>>

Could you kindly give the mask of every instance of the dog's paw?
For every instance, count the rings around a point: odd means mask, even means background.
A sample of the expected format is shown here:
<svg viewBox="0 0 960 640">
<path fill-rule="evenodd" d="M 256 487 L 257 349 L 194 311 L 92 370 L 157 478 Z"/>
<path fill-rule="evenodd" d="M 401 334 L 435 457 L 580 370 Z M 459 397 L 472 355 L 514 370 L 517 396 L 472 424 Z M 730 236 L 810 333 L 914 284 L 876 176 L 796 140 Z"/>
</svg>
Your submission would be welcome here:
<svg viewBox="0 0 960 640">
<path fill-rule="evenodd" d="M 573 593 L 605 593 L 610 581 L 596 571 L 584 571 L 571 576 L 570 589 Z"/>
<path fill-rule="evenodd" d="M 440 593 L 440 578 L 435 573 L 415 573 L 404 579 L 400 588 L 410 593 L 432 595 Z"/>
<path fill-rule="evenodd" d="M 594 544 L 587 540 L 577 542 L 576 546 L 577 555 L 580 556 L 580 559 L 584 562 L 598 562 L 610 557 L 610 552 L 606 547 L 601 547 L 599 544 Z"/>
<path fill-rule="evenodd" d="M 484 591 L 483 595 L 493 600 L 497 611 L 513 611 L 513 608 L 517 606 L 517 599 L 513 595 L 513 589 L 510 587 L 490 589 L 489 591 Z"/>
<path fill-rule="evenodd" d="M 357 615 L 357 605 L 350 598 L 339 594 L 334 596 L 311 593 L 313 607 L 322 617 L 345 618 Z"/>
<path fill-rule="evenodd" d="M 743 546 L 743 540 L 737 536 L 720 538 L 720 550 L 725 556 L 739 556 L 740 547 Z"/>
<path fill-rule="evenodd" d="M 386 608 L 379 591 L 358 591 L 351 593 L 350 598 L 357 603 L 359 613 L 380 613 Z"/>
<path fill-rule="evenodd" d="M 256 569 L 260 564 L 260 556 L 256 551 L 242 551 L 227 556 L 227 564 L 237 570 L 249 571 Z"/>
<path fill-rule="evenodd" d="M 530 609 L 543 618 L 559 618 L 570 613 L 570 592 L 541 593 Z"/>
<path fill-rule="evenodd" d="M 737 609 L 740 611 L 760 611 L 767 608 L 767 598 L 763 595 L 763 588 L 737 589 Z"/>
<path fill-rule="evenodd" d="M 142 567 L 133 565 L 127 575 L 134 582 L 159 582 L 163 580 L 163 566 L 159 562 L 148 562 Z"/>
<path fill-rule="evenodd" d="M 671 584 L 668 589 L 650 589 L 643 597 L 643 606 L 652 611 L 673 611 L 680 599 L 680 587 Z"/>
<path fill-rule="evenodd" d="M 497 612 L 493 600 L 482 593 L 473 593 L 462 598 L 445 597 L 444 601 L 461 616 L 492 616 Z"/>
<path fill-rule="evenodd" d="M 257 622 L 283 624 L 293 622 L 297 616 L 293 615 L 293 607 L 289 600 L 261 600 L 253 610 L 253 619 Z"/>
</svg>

<<

● **Your objective**:
What lines above contain "every"? Copy them out.

● **Result for this task**:
Could you kindly give the mask of every instance of the dog's paw?
For every instance, count the rings around a point: odd means mask, even means background.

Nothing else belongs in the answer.